*** Entries shown Section Begins ***

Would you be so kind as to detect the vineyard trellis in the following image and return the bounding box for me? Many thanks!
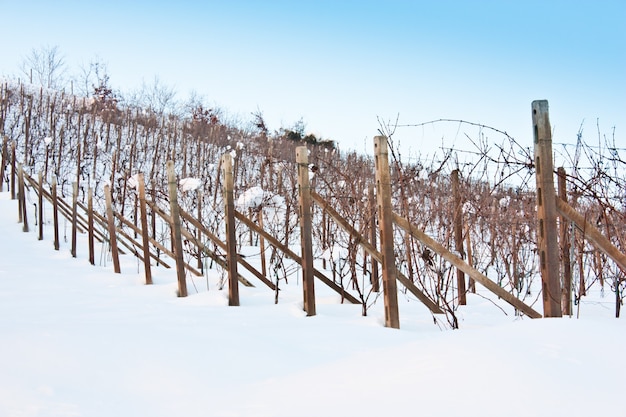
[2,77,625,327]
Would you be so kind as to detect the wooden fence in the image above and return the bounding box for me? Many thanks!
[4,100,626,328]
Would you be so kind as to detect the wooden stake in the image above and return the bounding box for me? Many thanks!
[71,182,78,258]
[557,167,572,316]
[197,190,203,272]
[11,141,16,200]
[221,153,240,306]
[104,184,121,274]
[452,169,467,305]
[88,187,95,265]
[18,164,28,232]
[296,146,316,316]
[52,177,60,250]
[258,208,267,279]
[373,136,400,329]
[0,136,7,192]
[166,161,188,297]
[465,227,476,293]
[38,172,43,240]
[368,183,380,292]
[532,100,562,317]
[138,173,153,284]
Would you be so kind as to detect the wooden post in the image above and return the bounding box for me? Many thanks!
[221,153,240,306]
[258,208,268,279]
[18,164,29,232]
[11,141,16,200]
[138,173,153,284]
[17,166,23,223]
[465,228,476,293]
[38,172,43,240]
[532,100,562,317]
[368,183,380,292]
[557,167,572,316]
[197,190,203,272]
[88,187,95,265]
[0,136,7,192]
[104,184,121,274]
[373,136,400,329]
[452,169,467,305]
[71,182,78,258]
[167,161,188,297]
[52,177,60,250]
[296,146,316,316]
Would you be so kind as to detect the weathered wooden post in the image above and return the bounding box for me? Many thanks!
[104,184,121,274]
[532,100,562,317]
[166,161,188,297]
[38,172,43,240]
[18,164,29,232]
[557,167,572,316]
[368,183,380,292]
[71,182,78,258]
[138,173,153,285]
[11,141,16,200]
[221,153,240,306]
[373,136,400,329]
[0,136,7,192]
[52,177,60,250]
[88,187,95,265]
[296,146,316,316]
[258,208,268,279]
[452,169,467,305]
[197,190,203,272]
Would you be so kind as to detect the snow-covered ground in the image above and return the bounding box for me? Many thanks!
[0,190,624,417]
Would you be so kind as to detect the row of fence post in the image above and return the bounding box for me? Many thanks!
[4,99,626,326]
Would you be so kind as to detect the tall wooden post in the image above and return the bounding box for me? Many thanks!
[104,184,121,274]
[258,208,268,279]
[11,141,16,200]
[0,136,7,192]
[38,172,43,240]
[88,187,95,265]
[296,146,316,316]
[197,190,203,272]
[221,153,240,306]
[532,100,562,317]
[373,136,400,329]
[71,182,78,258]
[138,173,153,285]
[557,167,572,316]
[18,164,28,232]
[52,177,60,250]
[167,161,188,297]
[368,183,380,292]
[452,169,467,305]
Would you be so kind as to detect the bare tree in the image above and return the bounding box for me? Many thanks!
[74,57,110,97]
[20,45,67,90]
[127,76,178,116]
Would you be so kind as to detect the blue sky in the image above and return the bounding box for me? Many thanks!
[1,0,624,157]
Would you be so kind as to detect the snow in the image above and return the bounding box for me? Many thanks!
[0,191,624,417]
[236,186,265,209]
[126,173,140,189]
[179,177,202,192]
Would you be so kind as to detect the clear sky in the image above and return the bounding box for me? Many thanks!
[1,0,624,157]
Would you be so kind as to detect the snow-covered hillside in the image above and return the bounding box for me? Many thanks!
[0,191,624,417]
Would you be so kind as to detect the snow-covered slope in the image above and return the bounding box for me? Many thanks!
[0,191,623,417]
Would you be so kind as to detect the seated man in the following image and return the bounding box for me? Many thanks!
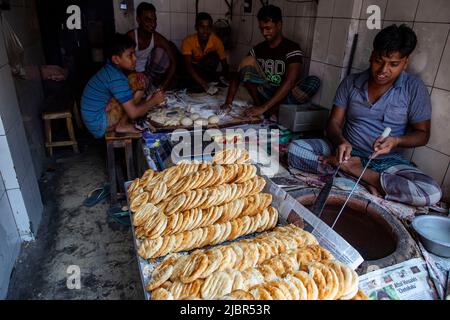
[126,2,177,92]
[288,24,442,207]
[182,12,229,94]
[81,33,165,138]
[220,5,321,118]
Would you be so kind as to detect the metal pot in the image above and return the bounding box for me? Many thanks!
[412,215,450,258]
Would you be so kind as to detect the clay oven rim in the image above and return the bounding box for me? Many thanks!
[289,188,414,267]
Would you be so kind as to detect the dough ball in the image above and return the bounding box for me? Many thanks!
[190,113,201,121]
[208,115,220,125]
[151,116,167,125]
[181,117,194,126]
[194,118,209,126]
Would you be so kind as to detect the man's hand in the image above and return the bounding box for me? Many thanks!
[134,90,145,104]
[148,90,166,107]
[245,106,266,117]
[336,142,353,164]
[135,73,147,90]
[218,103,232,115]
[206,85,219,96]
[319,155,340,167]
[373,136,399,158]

*** Entries shown Section Ends ***

Verbatim repeat, images removed: give each entry again exactly as it reads.

Would you be so kind as to detect the vineyard trellis in the following image and return the bounding box for me? Many thanks!
[2,77,625,327]
Would you be so kind as to detect the wooden fence in the image above and return the bounding box for me? Many thanks!
[4,100,626,328]
Would you be so kind as to detect the wooden stake in the image above and return the bounding box for me? Many thanks!
[71,182,78,258]
[557,167,572,316]
[197,190,203,272]
[11,141,16,200]
[221,153,240,306]
[104,184,121,274]
[452,169,467,305]
[88,187,95,265]
[18,164,28,232]
[296,146,316,316]
[52,177,60,250]
[258,208,267,279]
[373,136,400,329]
[0,136,7,192]
[166,161,188,297]
[465,227,476,293]
[38,172,43,240]
[368,183,380,292]
[532,100,562,317]
[138,173,153,284]
Would you be so kind as to detect the wooden post in the image above and return the bounding box for me? Many thanks!
[221,153,240,306]
[258,208,268,279]
[18,164,29,232]
[11,141,16,200]
[138,173,153,284]
[17,166,23,223]
[465,228,476,293]
[38,172,43,240]
[532,100,562,317]
[368,183,380,292]
[557,167,572,316]
[197,190,203,272]
[88,187,95,265]
[0,136,7,192]
[104,184,121,274]
[373,136,400,329]
[452,169,467,305]
[71,182,78,258]
[167,161,188,297]
[52,177,60,250]
[296,146,316,316]
Would you be so kind as to detect the weathered wooden post in the image above and return the bounding box for me? Many thanks!
[104,184,121,274]
[532,100,562,317]
[166,161,188,297]
[38,172,43,240]
[18,164,29,232]
[557,167,572,316]
[368,183,380,292]
[71,182,78,258]
[138,173,153,285]
[11,141,16,200]
[221,153,240,306]
[373,136,400,329]
[0,136,7,192]
[52,177,60,250]
[88,187,95,265]
[296,146,316,316]
[258,208,268,279]
[452,169,467,305]
[197,190,203,272]
Would you be so kind as to detect the snow-covered ground in the image above and return the bounding box for me? Many thanks!
[0,190,624,417]
Would you be so kind as to detect the row of fence post in the image above and return the bounding box for me? Many thanks!
[4,99,626,326]
Would you be so kind as to detect the tall wooden post in the image above and return the bounding box for me? Many thanks!
[104,184,121,274]
[258,208,268,279]
[11,141,16,200]
[0,136,7,192]
[38,172,43,240]
[88,187,95,265]
[296,146,316,316]
[197,190,203,272]
[221,153,240,306]
[532,100,562,317]
[373,136,400,329]
[71,182,78,258]
[138,173,153,285]
[557,167,572,316]
[18,164,28,232]
[52,177,60,250]
[167,161,188,297]
[368,183,380,292]
[452,169,467,305]
Would you be so kind as to detect the bare tree in the image above and return the bounding box for me? Many thanks!
[74,57,110,97]
[20,45,67,90]
[127,76,178,116]
Would you be so kind as to detect the blue sky in the image above and return the bounding box for me? Many thanks!
[1,0,624,157]
Would you be so kind as to detect the snow in the image above and return the bounding box for me? Many thanks!
[0,191,624,417]
[236,186,265,209]
[126,173,140,189]
[179,177,202,192]
Would you be so kind as to detect the clear sky in the image above and return the bounding box for me? Many thanks!
[1,0,624,157]
Would you be so kind as to detect the snow-covered hillside in the image above and return the bounding box for me? Many thanks!
[0,191,624,417]
Would you be so kind as to detect the snow-covered slope in the image above and return the bounding box for me? Many thanks!
[0,191,623,417]
Would you be so kind as to detect the seated man in the following image and return the bounding box for me? Many thanks!
[126,2,177,92]
[288,24,442,207]
[182,12,229,94]
[81,33,165,138]
[220,5,321,118]
Would you be so kind as to detect the metal pot in the image above and return the bounding box for me? Many thanks!
[412,215,450,258]
Would you be so kind as to detect the clay oven rim in the image above and return the bounding box for me? Many thanks!
[289,188,414,267]
Would you be so kind as to detect the dough ball in the image above and return the bounding box for me? Many thanks!
[190,113,201,121]
[208,115,220,125]
[151,116,167,125]
[181,117,194,126]
[194,118,209,126]
Would you be so kind as to detect the man's hand in the image above and return the bounding box for me? Many thanks!
[134,90,145,104]
[148,90,166,107]
[245,106,266,117]
[336,142,353,164]
[135,73,147,90]
[218,103,232,115]
[206,85,219,96]
[319,155,340,167]
[373,136,399,158]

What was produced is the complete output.